#### [Extracted material]
----------------------------------------

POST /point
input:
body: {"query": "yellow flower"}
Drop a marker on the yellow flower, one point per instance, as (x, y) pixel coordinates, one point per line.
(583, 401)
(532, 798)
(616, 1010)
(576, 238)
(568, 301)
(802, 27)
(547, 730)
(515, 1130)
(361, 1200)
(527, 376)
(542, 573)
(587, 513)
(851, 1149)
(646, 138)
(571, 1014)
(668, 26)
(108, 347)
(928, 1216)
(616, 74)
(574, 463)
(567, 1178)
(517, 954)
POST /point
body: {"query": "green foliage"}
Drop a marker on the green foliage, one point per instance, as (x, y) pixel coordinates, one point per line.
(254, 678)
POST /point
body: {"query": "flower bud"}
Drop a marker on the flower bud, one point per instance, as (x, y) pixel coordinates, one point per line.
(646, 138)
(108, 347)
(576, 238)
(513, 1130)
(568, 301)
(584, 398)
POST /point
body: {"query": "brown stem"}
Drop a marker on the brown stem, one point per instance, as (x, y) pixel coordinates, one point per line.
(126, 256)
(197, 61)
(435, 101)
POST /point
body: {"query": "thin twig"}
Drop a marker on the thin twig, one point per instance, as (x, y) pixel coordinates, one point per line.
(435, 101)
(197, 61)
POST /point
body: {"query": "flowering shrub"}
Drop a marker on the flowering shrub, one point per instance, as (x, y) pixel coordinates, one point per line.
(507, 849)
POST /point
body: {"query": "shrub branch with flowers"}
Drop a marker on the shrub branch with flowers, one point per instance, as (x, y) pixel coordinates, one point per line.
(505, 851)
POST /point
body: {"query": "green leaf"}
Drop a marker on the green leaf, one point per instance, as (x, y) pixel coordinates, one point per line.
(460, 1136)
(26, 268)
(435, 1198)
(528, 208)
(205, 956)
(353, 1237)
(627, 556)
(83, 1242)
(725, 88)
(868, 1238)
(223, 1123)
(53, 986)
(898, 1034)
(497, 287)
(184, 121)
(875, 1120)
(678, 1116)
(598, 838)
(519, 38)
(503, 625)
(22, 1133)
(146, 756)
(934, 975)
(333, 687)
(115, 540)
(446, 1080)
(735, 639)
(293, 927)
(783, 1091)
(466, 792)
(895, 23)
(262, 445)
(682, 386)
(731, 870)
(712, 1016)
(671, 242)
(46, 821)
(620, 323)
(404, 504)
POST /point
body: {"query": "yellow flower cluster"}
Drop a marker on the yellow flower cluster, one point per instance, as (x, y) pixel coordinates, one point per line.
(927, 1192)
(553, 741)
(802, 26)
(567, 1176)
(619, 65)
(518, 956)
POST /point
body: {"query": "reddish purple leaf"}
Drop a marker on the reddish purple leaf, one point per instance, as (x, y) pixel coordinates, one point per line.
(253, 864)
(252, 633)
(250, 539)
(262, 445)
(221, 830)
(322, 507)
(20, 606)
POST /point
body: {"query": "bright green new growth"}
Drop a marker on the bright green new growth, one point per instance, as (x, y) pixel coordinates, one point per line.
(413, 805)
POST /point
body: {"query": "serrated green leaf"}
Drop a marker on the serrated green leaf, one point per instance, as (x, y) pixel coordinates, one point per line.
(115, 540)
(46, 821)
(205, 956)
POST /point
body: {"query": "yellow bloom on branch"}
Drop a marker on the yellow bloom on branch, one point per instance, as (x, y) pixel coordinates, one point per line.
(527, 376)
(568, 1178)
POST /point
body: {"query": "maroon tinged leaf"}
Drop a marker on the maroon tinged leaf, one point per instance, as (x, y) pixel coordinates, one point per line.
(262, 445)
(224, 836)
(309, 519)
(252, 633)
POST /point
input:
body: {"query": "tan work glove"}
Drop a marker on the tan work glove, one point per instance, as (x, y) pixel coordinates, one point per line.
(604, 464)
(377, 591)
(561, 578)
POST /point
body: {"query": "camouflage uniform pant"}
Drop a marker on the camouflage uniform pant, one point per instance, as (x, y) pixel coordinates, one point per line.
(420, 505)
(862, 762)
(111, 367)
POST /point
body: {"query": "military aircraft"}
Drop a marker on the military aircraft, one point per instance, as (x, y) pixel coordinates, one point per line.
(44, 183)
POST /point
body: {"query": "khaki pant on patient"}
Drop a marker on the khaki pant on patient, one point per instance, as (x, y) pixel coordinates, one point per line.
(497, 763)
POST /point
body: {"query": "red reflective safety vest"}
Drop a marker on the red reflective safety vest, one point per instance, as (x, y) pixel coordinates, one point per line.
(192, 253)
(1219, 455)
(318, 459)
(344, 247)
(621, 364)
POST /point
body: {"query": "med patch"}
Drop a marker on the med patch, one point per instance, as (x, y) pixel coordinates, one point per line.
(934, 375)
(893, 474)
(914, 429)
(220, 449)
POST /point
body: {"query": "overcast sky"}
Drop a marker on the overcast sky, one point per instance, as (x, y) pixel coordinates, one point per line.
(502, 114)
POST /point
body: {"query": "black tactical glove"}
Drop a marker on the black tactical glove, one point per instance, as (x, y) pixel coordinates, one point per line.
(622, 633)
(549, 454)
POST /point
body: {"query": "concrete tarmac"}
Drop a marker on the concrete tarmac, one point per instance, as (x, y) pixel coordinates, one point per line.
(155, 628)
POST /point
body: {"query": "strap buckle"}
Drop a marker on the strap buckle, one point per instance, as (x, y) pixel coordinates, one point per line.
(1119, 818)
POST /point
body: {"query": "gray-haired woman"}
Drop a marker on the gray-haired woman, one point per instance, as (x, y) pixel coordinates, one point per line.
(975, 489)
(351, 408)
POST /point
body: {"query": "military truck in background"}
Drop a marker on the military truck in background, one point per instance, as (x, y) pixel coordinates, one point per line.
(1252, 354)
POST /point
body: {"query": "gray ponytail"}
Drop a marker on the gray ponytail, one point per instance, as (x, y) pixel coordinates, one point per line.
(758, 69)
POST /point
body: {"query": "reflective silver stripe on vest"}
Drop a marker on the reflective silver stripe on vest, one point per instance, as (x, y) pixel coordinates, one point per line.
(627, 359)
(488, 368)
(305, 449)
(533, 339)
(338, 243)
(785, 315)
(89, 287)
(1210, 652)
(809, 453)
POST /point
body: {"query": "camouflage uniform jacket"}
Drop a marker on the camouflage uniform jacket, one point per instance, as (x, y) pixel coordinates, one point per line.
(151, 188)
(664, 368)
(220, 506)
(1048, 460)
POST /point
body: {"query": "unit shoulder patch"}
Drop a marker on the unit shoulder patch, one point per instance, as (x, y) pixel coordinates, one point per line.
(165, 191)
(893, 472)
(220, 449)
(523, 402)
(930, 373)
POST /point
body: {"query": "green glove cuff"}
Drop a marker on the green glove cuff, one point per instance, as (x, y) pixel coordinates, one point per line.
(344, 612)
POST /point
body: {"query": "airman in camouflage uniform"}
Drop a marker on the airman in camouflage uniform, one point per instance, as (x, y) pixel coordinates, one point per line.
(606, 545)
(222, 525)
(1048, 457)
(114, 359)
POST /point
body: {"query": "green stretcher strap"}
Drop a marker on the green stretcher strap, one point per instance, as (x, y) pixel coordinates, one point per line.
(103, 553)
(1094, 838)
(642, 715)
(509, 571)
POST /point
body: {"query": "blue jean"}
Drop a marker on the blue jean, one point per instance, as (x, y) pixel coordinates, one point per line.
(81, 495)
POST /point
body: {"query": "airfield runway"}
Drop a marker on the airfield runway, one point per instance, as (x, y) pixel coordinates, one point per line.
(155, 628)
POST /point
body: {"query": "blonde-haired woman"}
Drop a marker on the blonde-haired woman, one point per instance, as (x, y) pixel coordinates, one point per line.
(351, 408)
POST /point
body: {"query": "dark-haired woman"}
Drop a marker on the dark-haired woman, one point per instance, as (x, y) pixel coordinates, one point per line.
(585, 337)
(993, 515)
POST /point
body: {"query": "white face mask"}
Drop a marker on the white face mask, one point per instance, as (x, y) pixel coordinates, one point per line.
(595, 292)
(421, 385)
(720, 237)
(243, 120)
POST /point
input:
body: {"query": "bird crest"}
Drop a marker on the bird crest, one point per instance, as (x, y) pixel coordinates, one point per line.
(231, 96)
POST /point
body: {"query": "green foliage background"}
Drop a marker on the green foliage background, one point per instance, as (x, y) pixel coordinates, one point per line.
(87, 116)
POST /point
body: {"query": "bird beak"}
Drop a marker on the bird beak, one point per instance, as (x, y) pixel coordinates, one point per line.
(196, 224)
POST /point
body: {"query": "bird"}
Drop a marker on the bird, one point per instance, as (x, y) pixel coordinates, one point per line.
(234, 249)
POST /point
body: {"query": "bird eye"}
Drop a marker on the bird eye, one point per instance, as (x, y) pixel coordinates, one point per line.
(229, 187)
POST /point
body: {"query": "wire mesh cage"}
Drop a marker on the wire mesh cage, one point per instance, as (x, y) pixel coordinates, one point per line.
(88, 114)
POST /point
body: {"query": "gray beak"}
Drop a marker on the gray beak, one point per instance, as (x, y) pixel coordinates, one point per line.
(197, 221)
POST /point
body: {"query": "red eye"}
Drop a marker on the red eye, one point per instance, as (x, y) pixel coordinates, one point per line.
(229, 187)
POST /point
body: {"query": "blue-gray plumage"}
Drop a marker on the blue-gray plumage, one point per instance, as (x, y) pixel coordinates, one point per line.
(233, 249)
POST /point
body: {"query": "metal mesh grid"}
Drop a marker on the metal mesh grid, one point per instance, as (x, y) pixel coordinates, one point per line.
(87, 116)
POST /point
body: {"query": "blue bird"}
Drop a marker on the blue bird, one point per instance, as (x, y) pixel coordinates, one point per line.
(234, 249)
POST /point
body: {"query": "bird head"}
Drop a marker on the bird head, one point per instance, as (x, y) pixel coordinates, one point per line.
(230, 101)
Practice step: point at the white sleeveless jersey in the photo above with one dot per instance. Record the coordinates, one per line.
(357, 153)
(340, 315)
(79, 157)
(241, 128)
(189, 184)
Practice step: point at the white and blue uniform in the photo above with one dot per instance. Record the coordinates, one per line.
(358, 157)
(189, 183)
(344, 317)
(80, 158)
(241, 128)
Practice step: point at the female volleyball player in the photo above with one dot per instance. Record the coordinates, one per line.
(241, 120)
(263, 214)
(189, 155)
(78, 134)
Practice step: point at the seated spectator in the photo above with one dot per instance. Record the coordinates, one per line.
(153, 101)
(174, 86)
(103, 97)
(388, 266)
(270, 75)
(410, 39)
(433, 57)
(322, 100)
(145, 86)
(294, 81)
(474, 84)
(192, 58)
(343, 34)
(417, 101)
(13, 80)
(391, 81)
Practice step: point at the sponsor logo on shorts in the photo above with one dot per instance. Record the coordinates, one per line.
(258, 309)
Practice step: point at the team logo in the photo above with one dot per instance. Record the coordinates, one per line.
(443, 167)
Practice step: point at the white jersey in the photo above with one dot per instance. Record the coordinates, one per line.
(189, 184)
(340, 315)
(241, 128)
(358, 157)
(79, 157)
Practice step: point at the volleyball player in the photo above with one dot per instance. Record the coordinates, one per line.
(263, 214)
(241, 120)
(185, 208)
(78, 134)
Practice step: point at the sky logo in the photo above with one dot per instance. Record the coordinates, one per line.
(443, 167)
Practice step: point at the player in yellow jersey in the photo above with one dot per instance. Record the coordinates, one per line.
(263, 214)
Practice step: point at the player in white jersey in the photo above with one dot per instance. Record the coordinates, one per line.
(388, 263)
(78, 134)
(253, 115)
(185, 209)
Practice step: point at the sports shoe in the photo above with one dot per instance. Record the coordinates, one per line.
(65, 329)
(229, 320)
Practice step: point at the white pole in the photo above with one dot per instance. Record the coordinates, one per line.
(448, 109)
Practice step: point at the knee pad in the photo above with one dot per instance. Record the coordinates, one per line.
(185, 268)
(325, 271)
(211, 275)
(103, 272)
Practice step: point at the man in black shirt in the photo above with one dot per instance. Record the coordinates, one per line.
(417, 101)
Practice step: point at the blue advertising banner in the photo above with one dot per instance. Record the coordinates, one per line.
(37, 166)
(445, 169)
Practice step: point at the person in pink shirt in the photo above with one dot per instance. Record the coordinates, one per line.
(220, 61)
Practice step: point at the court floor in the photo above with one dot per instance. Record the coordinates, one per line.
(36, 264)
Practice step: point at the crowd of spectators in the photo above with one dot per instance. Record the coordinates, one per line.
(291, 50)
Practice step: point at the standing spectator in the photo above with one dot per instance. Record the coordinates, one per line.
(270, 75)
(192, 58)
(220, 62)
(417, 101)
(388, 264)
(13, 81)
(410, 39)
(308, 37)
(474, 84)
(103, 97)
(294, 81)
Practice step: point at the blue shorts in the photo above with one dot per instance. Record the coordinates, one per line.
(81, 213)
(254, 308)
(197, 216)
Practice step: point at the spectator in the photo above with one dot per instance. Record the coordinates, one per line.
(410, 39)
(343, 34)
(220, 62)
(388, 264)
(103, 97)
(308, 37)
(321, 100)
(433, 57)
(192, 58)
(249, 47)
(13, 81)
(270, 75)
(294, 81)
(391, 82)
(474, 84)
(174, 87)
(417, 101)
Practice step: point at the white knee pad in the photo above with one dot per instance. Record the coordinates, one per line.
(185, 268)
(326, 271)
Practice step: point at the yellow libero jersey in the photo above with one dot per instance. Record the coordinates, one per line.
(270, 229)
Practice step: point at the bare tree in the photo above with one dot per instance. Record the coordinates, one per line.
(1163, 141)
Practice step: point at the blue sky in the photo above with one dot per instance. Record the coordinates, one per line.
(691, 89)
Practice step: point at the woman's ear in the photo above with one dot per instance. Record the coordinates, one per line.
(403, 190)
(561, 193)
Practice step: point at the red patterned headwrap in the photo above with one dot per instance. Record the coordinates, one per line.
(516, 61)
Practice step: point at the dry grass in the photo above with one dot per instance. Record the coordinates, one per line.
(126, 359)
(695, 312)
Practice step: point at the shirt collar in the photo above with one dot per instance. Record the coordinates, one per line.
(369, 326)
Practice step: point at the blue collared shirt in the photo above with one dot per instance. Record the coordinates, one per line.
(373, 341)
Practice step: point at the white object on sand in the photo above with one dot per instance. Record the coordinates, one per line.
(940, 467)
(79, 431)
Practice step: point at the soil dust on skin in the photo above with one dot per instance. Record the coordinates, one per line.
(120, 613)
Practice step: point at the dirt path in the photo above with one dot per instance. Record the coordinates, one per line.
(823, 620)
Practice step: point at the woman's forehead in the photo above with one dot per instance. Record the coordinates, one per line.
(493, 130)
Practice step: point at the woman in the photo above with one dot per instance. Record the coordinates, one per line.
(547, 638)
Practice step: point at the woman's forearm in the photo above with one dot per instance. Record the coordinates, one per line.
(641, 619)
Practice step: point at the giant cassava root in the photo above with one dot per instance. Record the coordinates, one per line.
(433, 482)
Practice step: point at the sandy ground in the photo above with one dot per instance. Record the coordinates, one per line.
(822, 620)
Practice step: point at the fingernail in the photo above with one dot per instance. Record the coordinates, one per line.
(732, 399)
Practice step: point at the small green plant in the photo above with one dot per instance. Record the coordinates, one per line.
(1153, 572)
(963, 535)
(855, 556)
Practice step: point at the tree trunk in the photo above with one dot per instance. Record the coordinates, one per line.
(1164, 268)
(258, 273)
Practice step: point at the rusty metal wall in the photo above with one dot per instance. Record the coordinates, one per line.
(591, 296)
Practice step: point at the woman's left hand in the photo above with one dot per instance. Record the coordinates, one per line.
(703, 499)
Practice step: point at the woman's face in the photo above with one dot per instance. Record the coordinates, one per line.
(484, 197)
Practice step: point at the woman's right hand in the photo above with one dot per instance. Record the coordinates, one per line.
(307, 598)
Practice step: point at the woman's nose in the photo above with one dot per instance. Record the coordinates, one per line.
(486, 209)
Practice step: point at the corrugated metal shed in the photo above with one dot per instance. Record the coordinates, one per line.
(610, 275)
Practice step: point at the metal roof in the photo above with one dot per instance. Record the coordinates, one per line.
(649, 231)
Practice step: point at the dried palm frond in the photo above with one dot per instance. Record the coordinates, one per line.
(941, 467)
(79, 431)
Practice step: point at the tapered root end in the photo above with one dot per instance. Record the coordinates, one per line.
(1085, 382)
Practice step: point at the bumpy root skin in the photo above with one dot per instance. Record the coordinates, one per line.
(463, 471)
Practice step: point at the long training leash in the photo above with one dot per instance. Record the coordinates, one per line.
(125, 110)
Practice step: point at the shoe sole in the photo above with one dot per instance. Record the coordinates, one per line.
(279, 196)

----------------------------------------

#### [What you will do]
From the line that contains "Practice step: point at the long" through the last line of the records above, copy every line exactly and leave out the rest.

#### [Response below]
Practice step: point at the long training leash in the photo above with one dot per instance. Record the coordinates, one per line.
(125, 110)
Practice step: point at the shoe sole in the photo above with one dot per instance. Record the coordinates, one per line.
(279, 196)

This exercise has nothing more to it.